→ What to work on: The entries below should be repeated exactly, with no pictures carried over.

--- Data for processing Enclosed Below ---

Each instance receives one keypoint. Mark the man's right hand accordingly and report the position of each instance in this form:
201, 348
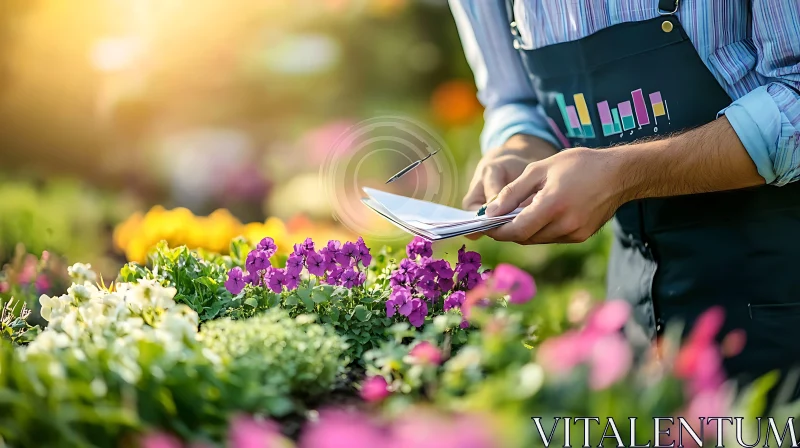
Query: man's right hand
502, 165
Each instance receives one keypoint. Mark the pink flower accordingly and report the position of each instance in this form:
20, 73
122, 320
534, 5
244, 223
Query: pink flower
563, 353
247, 432
374, 389
611, 358
511, 280
341, 429
426, 353
161, 440
425, 429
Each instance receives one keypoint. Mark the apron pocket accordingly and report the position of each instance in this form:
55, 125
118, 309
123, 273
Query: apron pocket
775, 310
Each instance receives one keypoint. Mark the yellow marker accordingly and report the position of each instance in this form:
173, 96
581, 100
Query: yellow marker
583, 111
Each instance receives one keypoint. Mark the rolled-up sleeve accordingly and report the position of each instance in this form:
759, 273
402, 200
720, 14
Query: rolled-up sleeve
503, 85
767, 119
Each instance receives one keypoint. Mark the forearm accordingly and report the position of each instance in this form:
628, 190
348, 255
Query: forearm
707, 159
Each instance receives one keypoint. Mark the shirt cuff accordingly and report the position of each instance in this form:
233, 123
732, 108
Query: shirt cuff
757, 121
508, 120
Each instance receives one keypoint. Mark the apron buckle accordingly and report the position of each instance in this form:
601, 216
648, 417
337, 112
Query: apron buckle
664, 11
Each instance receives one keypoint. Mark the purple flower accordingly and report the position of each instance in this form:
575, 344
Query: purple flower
446, 284
349, 278
469, 258
472, 279
428, 268
333, 276
235, 282
260, 259
419, 309
429, 288
253, 278
292, 280
348, 254
398, 279
294, 263
454, 300
316, 265
276, 279
363, 252
267, 245
250, 262
399, 297
304, 248
419, 247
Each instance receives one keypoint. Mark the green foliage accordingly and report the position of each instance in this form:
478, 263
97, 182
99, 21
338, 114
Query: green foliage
61, 216
280, 362
198, 277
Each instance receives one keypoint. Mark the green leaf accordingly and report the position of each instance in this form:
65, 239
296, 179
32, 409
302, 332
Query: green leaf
319, 296
361, 313
291, 300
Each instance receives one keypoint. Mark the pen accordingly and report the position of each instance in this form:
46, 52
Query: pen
409, 168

--- End of Enclosed Data for processing ---

→ Response to this task:
Each instance receives one keypoint. Mark the man's right hand accordingly and report the position of each instance in this form:
201, 348
Query: man's right hand
502, 165
Each instance receives one keypoint. Mark the pink flower accordingly and report the position of each instance in this form:
20, 73
122, 320
534, 5
244, 223
Query: pink flower
563, 353
247, 432
374, 389
611, 358
511, 280
341, 429
426, 353
161, 440
425, 429
Each instance receives one keypoint. Mark the apron pocket accordingly and report the position of each instance in this form:
55, 125
118, 309
123, 273
Query: apron pocket
775, 310
Each instance receives one keypoint. Mark the yellow marker accordingly and report the position of each instance in this form:
173, 96
581, 100
Query: yellow marker
583, 111
Each instance receives one keypoint. Mark the rolled-up sleeve accordingly and report the position of each instance in this form:
759, 273
402, 200
720, 14
Query: rolled-up sleeve
503, 85
767, 119
Each instance receives one keypoint. Mark the forearm accordingly and report the position of each instance in this form:
628, 190
348, 255
Query: forearm
707, 159
Each instance receives one keypoint. Mark the shirt cuff accordingly and report the position of each instance in this form:
233, 123
732, 108
Query: shirt cuff
757, 121
508, 120
Each instance receives one keypoint. Mark the apron buckle accordingly and report the position of each instance in this form:
601, 216
648, 417
337, 112
Query: apron buckle
664, 11
Each instance receives one keypoint. Mark the purple flower accordingly and report the position of each instance in this form:
575, 344
Query: purple flower
446, 284
349, 278
469, 258
472, 279
428, 268
333, 276
235, 282
260, 259
419, 309
429, 288
253, 278
292, 280
348, 254
398, 279
294, 263
454, 300
316, 265
276, 279
363, 252
267, 245
250, 262
399, 297
304, 248
419, 247
Each instance receives one keypoint. Mark the green foliage accordingly and report the position of each instance in this form:
478, 263
97, 182
99, 21
338, 114
Query: green foliage
61, 216
280, 362
198, 277
Each instance receives one keypoint. Mark the green leaf accordingly and report the position of each instance in this form:
65, 239
296, 179
32, 409
302, 332
Query: green leaf
319, 296
361, 313
291, 300
Each instance receives one keypoint. Mark the pen accordingly and report the position of each instance in this form:
46, 52
Query: pen
409, 168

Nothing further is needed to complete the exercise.